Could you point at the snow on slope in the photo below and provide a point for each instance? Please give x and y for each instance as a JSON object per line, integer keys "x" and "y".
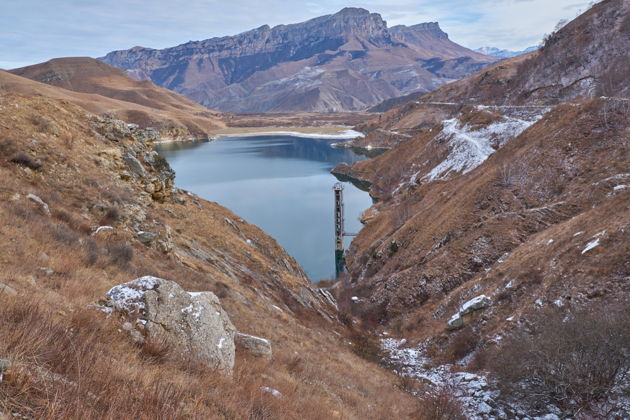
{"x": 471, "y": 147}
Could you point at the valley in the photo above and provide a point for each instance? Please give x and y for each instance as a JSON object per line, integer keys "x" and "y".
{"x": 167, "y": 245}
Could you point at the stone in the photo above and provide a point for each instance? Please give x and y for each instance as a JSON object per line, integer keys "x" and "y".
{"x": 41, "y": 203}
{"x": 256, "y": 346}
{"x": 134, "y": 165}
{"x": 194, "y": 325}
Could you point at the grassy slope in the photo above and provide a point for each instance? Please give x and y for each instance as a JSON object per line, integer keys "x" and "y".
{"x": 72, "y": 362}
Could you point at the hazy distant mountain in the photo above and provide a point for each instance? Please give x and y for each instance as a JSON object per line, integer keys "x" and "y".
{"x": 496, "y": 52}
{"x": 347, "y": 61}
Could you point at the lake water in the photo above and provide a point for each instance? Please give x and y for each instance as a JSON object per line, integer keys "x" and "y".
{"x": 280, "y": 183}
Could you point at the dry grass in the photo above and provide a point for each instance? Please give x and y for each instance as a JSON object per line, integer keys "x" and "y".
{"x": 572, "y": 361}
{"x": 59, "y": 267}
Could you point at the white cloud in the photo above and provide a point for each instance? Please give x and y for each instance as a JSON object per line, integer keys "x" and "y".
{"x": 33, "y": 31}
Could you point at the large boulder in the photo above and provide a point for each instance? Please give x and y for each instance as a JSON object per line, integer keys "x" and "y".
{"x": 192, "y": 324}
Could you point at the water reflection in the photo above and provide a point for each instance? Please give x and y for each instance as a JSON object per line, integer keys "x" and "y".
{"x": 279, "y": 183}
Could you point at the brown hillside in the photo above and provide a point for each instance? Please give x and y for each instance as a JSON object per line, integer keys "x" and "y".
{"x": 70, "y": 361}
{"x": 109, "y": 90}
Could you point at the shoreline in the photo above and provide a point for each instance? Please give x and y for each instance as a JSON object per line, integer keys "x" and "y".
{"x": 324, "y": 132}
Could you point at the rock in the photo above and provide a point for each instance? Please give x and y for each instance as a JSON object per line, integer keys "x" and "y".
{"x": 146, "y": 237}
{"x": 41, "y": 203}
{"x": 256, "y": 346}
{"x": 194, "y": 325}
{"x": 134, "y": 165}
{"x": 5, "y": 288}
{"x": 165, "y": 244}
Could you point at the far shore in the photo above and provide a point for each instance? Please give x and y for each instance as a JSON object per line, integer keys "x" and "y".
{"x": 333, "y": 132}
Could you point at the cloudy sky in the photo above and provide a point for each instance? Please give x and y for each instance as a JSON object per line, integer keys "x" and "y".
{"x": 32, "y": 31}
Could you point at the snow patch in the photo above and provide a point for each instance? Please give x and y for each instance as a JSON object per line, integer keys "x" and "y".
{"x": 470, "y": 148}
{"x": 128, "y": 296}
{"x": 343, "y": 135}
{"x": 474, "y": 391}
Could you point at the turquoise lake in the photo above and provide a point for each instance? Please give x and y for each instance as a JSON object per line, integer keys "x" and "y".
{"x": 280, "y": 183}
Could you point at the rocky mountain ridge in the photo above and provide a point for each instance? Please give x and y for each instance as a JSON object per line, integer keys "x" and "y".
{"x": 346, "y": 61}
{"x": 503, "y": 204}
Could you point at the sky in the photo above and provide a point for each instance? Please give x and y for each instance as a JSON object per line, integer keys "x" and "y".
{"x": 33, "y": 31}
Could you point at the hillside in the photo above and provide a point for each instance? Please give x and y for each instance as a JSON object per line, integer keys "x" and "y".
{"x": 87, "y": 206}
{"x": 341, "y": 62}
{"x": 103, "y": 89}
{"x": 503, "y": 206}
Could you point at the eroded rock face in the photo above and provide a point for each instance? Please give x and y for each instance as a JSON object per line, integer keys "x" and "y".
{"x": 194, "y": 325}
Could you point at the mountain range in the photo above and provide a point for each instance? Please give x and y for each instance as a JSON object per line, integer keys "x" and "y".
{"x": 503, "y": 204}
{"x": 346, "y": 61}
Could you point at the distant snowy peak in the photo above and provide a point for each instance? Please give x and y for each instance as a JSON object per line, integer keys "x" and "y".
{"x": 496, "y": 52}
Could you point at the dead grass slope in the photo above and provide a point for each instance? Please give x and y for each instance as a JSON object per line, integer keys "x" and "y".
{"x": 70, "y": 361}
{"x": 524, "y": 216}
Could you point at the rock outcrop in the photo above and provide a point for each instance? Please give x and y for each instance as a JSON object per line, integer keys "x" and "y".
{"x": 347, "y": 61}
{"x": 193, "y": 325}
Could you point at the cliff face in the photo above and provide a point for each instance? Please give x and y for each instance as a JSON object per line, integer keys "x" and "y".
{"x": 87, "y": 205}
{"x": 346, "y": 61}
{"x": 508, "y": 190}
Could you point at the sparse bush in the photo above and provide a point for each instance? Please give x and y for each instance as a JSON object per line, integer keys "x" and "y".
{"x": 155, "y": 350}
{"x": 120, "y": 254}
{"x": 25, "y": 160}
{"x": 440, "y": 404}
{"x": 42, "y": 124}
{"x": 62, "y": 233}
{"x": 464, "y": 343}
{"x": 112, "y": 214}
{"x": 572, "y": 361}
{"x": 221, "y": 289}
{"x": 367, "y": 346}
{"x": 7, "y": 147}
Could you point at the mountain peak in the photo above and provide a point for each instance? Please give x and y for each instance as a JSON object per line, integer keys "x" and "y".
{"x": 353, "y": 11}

> WRITTEN TASK
Repeat the material above word for word, please, apart from its images.

> OUTPUT FOR THIS TASK
Could you point at the snow on slope in the photo below and provide a point for each instance? Please give x and y for each instance as a JSON object per line, integer keys "x" and "y".
{"x": 471, "y": 147}
Could you point at the valley in the photo above and provide a point for each instance? Please give x and y for each instance as a JSON object per line, integer keys "x" and "y".
{"x": 167, "y": 245}
Could you point at the stone in the photo above and provide a point for each instance? Please give x and y for each instance as a JSON object per line, integer keys "x" and "y".
{"x": 41, "y": 203}
{"x": 256, "y": 346}
{"x": 134, "y": 165}
{"x": 194, "y": 325}
Could you point at the grassy slope in the photo above and provide a point for each instance? Please give x and y for each instance as a JSON object per line, integer keys "x" and "y".
{"x": 72, "y": 362}
Could you point at the hazy distant mountain in the photo above and provide a point for each instance? Please give x and y for each instance as a JSON object per line, integer keys "x" and "y".
{"x": 496, "y": 52}
{"x": 347, "y": 61}
Could you point at the lake water in the photo above and provide a point for each instance? Please give x and y for each instance as a JSON object per line, integer keys "x" and "y".
{"x": 280, "y": 183}
Could you point at the dry grass in the photo above and provide a point for each instance? Please give x and y for each instance as a JSON object per line, integer keys "x" and "y".
{"x": 572, "y": 361}
{"x": 59, "y": 267}
Could you point at the white cloud in the photo above and provide a point for each instance? Please give x and y for each instance as a JSON object per line, integer keys "x" and "y".
{"x": 33, "y": 31}
Could you point at the large boulder in the photo above and provide a point for each instance? Please give x and y for each instance as a JSON object per line, integer keys "x" and "y".
{"x": 192, "y": 324}
Could you point at the water reflection in the photo above and provide a point for each instance? Please give x and y for each instance as a JSON object per line, integer keys "x" and "y".
{"x": 279, "y": 183}
Could you point at the brown hillside in the photo above and provide a point for each instance? Please give x and y for each instance as a JSON object per line, integer keys "x" and "y".
{"x": 70, "y": 361}
{"x": 109, "y": 90}
Could you point at the shoreline in the photo above and provide a point for each instance? Please give x and y for each instance as a JSON object per line, integer keys "x" and "y".
{"x": 324, "y": 132}
Could you point at the rock in the photo above and provide a point for each instance? Please give x and y for each instance as a JSON object per line, integer keys "x" and "y".
{"x": 146, "y": 237}
{"x": 41, "y": 203}
{"x": 256, "y": 346}
{"x": 194, "y": 325}
{"x": 134, "y": 165}
{"x": 5, "y": 288}
{"x": 165, "y": 244}
Could you point at the far shore in the photo above and provide a point for each instance? Please give x and y for each instance as a JSON object per line, integer keys "x" and "y".
{"x": 333, "y": 132}
Could you point at the cloudy sky in the photo above and provide a point for each instance? Please give x and y for each instance as a JSON object per line, integer keys "x" and "y".
{"x": 32, "y": 31}
Could you point at the snow patch in the photo above and provide a point for each instance? Please give x and y for each instance as a JSON object per line, integer keys "x" and "y".
{"x": 470, "y": 148}
{"x": 128, "y": 296}
{"x": 343, "y": 135}
{"x": 474, "y": 391}
Could you point at the turquoise lake in the photo above and provide a point for each instance? Please give x and y for each instance as a JSON object per line, integer keys "x" and "y".
{"x": 280, "y": 183}
Could you point at the rocky mountain ridge in the photo above and provide a point for each instance? Please give x and y for each instance as a JSON object per line, integer keys "x" and "y".
{"x": 346, "y": 61}
{"x": 503, "y": 204}
Could you point at the sky in the photo above and provide a point for each instance? Please give x and y for each instance as a JSON object per line, integer keys "x" and "y".
{"x": 33, "y": 31}
Could you point at the hillside in the photo above and provide a point for each instance? Please give x and y for each instance as a JSON object per line, integer keys "x" and "y".
{"x": 87, "y": 206}
{"x": 341, "y": 62}
{"x": 103, "y": 89}
{"x": 503, "y": 206}
Could you point at the eroded rock face in the photo above and provide a point for each instance? Please give x and y for each instance as a JSON object per line, integer keys "x" and "y".
{"x": 194, "y": 325}
Could you point at the mountain range in the photo above and provide a point for each instance? Please give x and y for each instance as a JSON object per line, integer keys "x" and "y".
{"x": 503, "y": 204}
{"x": 346, "y": 61}
Could you point at the distant snowy peak in the photo above and provide a point for each instance? Please give x and y for each instance as a JSON object per line, integer keys "x" and "y".
{"x": 496, "y": 52}
Could you point at the dead grass slope in the photo above and provide a point for each instance? Please give x and y for each instance as a JSON object per line, integer keys "x" and "y".
{"x": 70, "y": 361}
{"x": 524, "y": 216}
Could you point at the rock outcrop in the photo above and provide a point for each instance? Please give x and y for each instance as a JSON object per line, integer keys "x" and "y".
{"x": 347, "y": 61}
{"x": 193, "y": 325}
Could you point at the cliff face in the photo above and provide a point for each instance? Please give x and y for each instance as a JSON object per line, integer keys "x" and "y".
{"x": 87, "y": 205}
{"x": 346, "y": 61}
{"x": 508, "y": 190}
Could you point at the sparse bush in the photo above and provide a point for each instance? Please give x and y for each instance as a JSON object per line, integer keys "x" and "y".
{"x": 155, "y": 350}
{"x": 120, "y": 254}
{"x": 25, "y": 160}
{"x": 440, "y": 404}
{"x": 42, "y": 124}
{"x": 62, "y": 233}
{"x": 464, "y": 343}
{"x": 112, "y": 214}
{"x": 572, "y": 361}
{"x": 221, "y": 289}
{"x": 367, "y": 346}
{"x": 7, "y": 147}
Could you point at the mountain peak in the photo above and provide a point for each instance? Please give x and y for each instance as a JSON object per line, integer keys "x" and "y".
{"x": 353, "y": 11}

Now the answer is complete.